The opinion of the court was delivered by


This is a first impression statute of limitations case arising under K.S.A. 17-1268(a), the civil liabilities section of the Kansas


Securities Act (the Act), K.S.A. 17-1252 et seq. The district court concluded that the statutory claims of James and Ellen Kelly were barred by K.S.A. 60-512(2), a three-year statute of limitations. The paramount question is when a fraud-based K.S.A. 17-1268(a) action commences under K.S.A. 60-512(2) — upon discovery of the fraud or at the time of sale of the security.


The Kellys appeal the decision entered against them on defendants' motion for summary judgment. We apply a discovery rule to K.S.A. 60-512(2), reverse the summary judgment, and remand for further proceedings. Defendants Primeline Advisory, Inc., Primeline Securities Corp., Primeline Financial Group, Inc., Fred F. Liebau, Jr., James G. Woodall, and Bruce W. Bertsch cross-appeal, challenging the effect of various statements in the district court's order. Our jurisdiction is under K.S.A. 20-3018(c) (a transfer from Court of Appeals on our own motion). We will refer to all defendants as "Primeline," unless we are specifically discussing factual circumstances involving defendant Don Baxter. Baxter, who has separate counsel, has not filed a brief on appeal. His interests are identical to the other defendants.

> Requests
1. Answer these questions from the court opinion:
(a) Which statute did the district court find barred the Kellys' claims?
(b) Which defendant has not filed a brief on appeal?
(c) Under what statute does the court take jurisdiction?
2. Write out the passage of the court opinion from "This is a first" up to and including "of the security.", with no changes.
The material that follows has no connection to the court opinion.

> Given information
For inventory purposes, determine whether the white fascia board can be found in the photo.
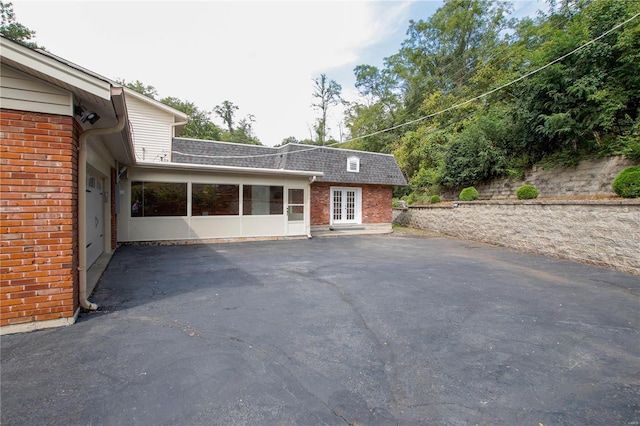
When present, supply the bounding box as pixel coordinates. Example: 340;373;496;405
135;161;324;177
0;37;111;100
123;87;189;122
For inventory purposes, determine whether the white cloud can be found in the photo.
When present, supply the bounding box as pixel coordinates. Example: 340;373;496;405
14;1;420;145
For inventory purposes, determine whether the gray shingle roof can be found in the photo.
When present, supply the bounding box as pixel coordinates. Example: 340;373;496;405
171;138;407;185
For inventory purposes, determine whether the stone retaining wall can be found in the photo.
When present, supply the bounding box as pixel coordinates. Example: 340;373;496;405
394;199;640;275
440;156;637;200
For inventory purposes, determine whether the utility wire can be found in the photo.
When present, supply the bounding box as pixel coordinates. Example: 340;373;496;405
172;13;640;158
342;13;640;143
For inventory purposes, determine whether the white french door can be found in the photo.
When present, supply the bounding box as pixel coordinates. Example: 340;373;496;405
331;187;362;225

* * *

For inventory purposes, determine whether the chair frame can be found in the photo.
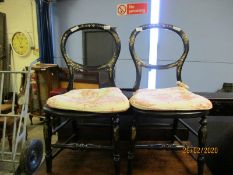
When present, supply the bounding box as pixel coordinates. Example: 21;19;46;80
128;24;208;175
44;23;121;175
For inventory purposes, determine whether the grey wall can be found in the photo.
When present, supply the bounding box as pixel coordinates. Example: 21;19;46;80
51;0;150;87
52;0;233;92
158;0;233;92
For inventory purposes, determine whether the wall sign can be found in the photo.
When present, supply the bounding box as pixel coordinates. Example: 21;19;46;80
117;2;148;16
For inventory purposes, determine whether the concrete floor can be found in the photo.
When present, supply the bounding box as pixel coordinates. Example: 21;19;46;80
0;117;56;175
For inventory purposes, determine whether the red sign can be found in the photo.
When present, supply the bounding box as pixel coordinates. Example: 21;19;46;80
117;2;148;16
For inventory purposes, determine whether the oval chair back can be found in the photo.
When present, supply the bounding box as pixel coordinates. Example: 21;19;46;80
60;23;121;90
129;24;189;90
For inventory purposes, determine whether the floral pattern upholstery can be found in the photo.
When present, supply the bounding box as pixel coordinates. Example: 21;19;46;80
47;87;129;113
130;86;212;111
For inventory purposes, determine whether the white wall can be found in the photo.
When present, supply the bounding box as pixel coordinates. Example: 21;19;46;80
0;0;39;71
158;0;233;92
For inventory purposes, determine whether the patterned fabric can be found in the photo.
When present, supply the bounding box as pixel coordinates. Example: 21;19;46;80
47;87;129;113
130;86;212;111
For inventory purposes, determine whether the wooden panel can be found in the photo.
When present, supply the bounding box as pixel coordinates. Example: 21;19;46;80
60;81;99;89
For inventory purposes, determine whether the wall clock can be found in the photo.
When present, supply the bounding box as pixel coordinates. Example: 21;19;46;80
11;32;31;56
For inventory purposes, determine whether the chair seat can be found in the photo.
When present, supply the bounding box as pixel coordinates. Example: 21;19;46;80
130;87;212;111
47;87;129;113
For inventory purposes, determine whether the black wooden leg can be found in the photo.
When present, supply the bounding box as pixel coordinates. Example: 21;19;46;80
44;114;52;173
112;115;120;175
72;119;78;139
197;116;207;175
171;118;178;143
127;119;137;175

* * *

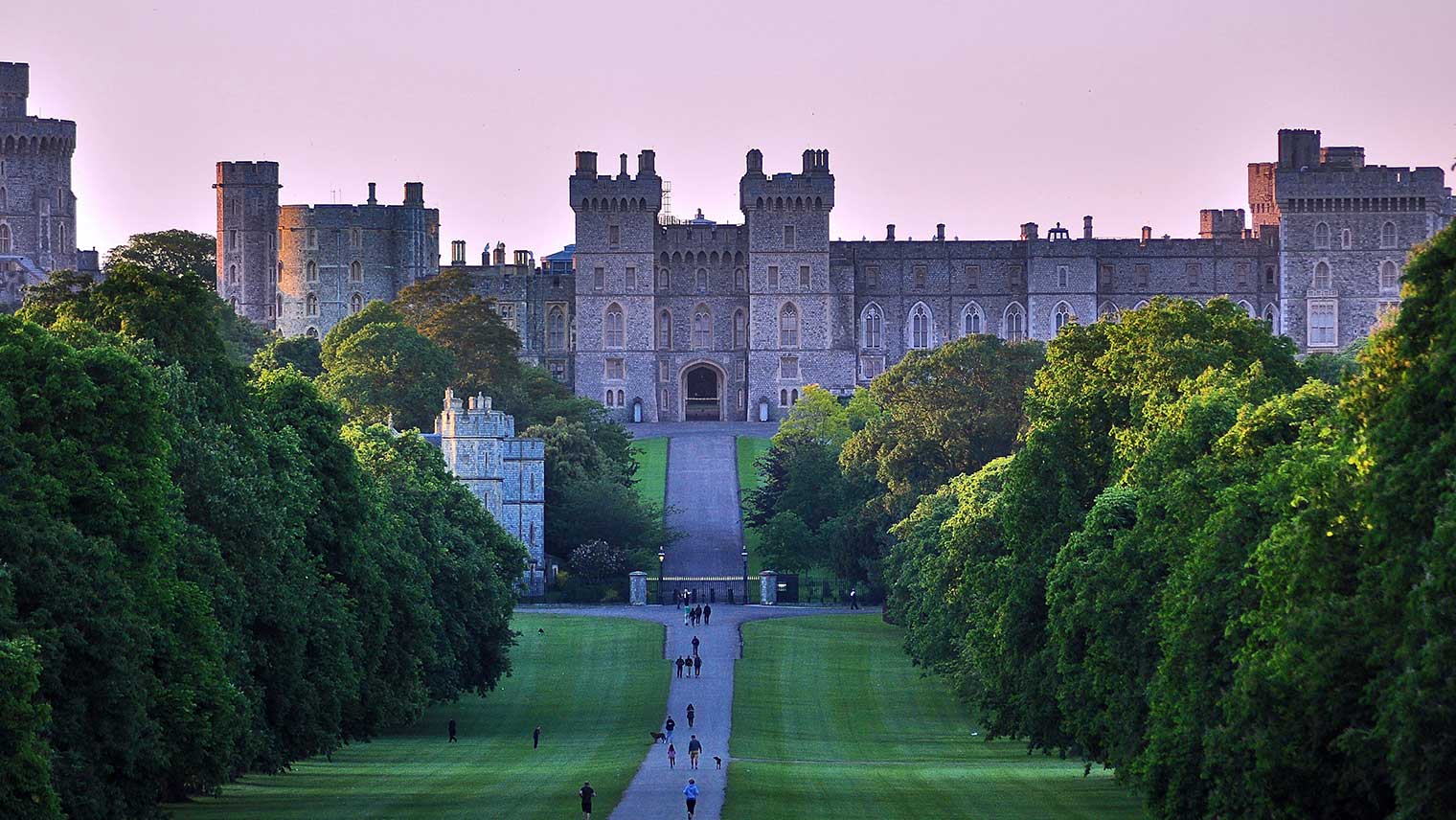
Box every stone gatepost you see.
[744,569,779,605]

> Answers to the exercise
1.
(a) K.S.A. 60-512(2), a three-year statute of limitations.
(b) Don Baxter.
(c) K.S.A. 20-3018(c).

2.
This is a first impression statute of limitations case arising under K.S.A. 17-1268(a), the civil liabilities section of the Kansas


Securities Act (the Act), K.S.A. 17-1252 et seq. The district court concluded that the statutory claims of James and Ellen Kelly were barred by K.S.A. 60-512(2), a three-year statute of limitations. The paramount question is when a fraud-based K.S.A. 17-1268(a) action commences under K.S.A. 60-512(2) — upon discovery of the fraud or at the time of sale of the security.